GEGEBENER TEXT:

Statt die eigenen Begriffe zu reflektieren, pflegt die »empirische Ästhetik« in ihrem Bedürfnis nach positiv abgesicherten Grundlagen aber einen Biologismus, der hinter die philosophische Anthropologie eines Gehlen oder Plessner zurückfällt, denen die Differenz zwischen Natur- und Menschheitsgeschichte stets gegenwärtig blieb. Da werden mittels Elektroenzephalographie, Psychometrie und Eyetracking »die neu­robiologischen Grundlagen von Sprache, auditiver Kognition und Musik, einschließlich der ästhetischen Dimensionen« untersucht, da sollen, meldet das Max-Planck-Institut, »die neuronale Signatur ästhetischer Sprachprozessierung« dechiffriert und die »ästhetischen Wirkungen einzelner rhetorischer und poetischer Formen auf Konstanz vs. Kontextsensivität« getestet werden. Aus der Naturwissenschaft entlehnte Verfahren halten dafür her, Objektivität und »materialistische« Fundierung vorzugaukeln, wo sich in Wahrheit immer schamloser der pure Aberglaube austobt.

(Gesammelte Daten)
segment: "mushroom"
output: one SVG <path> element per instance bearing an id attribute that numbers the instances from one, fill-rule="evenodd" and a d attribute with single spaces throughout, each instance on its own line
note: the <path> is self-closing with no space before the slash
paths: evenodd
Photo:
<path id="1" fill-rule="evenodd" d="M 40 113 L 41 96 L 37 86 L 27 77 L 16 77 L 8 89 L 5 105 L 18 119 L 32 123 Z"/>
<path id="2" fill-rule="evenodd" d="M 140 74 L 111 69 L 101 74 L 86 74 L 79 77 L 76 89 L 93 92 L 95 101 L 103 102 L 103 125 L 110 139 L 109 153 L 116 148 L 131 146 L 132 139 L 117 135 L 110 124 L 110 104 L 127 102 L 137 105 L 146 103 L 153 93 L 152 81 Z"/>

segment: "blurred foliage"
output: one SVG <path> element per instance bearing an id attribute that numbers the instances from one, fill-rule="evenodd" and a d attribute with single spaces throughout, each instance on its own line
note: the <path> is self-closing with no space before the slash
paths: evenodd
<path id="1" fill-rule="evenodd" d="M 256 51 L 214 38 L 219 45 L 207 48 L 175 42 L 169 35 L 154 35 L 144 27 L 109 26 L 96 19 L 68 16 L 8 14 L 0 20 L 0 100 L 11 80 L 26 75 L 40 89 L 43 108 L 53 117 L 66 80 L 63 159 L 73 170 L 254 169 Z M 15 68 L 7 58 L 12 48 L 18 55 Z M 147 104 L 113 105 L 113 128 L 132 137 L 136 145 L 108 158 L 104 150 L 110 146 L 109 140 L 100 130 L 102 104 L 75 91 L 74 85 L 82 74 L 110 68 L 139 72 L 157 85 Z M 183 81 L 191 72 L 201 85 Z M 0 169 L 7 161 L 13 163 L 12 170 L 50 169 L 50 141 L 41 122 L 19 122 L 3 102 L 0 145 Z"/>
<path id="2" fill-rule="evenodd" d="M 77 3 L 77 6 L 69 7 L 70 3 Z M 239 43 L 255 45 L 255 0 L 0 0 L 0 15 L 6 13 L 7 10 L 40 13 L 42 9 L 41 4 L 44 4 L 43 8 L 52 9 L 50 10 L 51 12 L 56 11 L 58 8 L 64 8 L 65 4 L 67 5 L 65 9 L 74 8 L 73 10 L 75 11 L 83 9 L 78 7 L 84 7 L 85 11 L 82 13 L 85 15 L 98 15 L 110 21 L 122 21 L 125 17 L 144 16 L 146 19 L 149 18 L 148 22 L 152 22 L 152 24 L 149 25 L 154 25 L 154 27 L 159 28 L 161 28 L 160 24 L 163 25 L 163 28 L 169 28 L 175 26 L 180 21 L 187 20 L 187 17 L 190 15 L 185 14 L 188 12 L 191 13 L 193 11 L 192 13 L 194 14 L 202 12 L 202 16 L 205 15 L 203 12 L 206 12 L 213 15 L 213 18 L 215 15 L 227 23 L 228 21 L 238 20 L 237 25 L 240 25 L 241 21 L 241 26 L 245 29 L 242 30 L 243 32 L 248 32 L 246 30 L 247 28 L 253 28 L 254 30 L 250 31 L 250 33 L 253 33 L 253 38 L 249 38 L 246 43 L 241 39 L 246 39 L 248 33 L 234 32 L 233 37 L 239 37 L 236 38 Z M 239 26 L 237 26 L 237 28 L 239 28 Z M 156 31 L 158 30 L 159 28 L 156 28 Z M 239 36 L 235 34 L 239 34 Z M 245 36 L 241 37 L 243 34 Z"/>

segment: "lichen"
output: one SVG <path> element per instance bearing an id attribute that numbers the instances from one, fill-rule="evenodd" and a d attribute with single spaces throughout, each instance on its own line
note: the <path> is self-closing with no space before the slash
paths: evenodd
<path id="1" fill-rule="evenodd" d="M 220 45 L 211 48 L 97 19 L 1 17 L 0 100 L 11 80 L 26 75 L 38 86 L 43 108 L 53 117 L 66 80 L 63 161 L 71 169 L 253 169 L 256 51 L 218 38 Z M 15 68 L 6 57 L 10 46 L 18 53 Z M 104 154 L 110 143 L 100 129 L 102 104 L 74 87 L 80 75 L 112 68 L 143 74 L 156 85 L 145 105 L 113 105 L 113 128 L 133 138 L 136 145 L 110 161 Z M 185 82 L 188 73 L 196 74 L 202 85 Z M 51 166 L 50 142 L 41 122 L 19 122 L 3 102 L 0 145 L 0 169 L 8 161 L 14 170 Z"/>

AUFGABE: Übersetzen Sie den folgenden Satz aus dem Text zur empirischen Ästhetik ins Englische: „Aus der Naturwissenschaft entlehnte Verfahren halten dafür her, Objektivität und »materialistische« Fundierung vorzugaukeln, wo sich in Wahrheit immer schamloser der pure Aberglaube austobt.“

ANTWORT: Methods borrowed from natural science serve to feign objectivity and a "materialist" foundation where, in truth, sheer superstition runs riot ever more shamelessly.